'''
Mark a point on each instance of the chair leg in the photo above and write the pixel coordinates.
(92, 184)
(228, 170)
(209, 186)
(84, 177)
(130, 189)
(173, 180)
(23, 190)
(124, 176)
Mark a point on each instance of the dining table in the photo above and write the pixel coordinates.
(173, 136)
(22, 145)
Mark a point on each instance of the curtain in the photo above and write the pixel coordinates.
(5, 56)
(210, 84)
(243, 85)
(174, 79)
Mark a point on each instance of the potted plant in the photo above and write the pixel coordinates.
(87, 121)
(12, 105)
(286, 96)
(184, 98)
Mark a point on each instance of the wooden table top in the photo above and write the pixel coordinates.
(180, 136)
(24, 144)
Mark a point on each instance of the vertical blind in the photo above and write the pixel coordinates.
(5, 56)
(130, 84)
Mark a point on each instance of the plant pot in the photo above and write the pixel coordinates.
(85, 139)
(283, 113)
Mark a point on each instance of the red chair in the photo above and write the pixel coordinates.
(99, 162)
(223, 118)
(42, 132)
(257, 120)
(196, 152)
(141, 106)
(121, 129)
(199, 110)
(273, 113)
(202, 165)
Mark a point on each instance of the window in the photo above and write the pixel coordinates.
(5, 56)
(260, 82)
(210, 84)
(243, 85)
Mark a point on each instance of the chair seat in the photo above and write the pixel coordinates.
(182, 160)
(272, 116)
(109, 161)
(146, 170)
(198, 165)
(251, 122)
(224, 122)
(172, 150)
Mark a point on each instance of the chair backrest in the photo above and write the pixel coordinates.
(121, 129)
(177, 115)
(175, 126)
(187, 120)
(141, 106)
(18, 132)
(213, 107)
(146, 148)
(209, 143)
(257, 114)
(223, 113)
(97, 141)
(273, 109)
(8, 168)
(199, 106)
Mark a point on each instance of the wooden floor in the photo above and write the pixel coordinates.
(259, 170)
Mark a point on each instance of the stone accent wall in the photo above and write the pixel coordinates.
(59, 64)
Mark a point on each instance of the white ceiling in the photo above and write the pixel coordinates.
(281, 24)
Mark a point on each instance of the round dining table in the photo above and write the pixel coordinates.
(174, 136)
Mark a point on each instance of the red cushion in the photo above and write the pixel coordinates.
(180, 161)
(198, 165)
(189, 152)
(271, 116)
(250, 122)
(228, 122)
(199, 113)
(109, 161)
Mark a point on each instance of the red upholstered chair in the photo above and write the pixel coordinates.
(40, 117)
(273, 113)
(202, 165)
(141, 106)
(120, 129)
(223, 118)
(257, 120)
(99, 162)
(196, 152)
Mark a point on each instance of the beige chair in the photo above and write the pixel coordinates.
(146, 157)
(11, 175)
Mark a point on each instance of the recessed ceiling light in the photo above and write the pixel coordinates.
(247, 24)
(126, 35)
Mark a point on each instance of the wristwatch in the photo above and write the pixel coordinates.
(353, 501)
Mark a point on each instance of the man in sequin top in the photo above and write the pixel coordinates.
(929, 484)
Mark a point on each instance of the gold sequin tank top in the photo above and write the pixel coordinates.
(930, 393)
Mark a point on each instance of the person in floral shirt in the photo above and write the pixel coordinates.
'''
_Work order_
Set down, please, the lines from the line holding "Mark a point on each instance of the chair backrest" through the final line of the data, exactly and with nothing added.

_Written answer_
Mark a point on each instance of the chair backrest in the photo above and write the pixel coordinates.
(121, 129)
(177, 115)
(175, 126)
(187, 120)
(141, 106)
(18, 132)
(213, 107)
(146, 148)
(209, 143)
(257, 114)
(223, 113)
(97, 141)
(273, 109)
(8, 168)
(199, 106)
Mark a point on each instance of the wooden floor in the photo above and write the pixel coordinates.
(259, 170)
Mark a point on each instance of the stone accent wall in the photo above and write the pixel coordinates.
(59, 64)
Mark a point on each instance of the white ceiling in the photo above and write the pixel coordinates.
(281, 24)
Mark a point on each instance of the round dining table in the photo above and write the pixel coordinates.
(174, 136)
Mark a point on each instance of the red cushion in the photo above and write the pixel coordinates.
(180, 161)
(198, 165)
(189, 152)
(271, 116)
(250, 122)
(228, 122)
(199, 113)
(109, 161)
Mark a point on each instance of the red upholstered chair in the photo above and write the pixel coordinates.
(40, 117)
(273, 113)
(202, 165)
(141, 106)
(120, 129)
(223, 118)
(257, 120)
(99, 162)
(196, 152)
Mark a point on each instance of the beige chair in the photo above and write the pixel coordinates.
(146, 157)
(11, 175)
Mark a point on each instance of the recessed ceiling light in the photo above and write the pixel coordinates.
(247, 24)
(126, 35)
Mark a point on each instance of the wristwatch in the photo above and write the pixel coordinates.
(353, 501)
Mark a point on each instance of the man in sequin top in the photo above and write the pixel coordinates.
(929, 484)
Mark a point on each instance of the gold sequin tank top in the photo above and write the pixel coordinates.
(930, 393)
Mark a point on each instance of the person in floral shirt in the photo above and write the pixel coordinates.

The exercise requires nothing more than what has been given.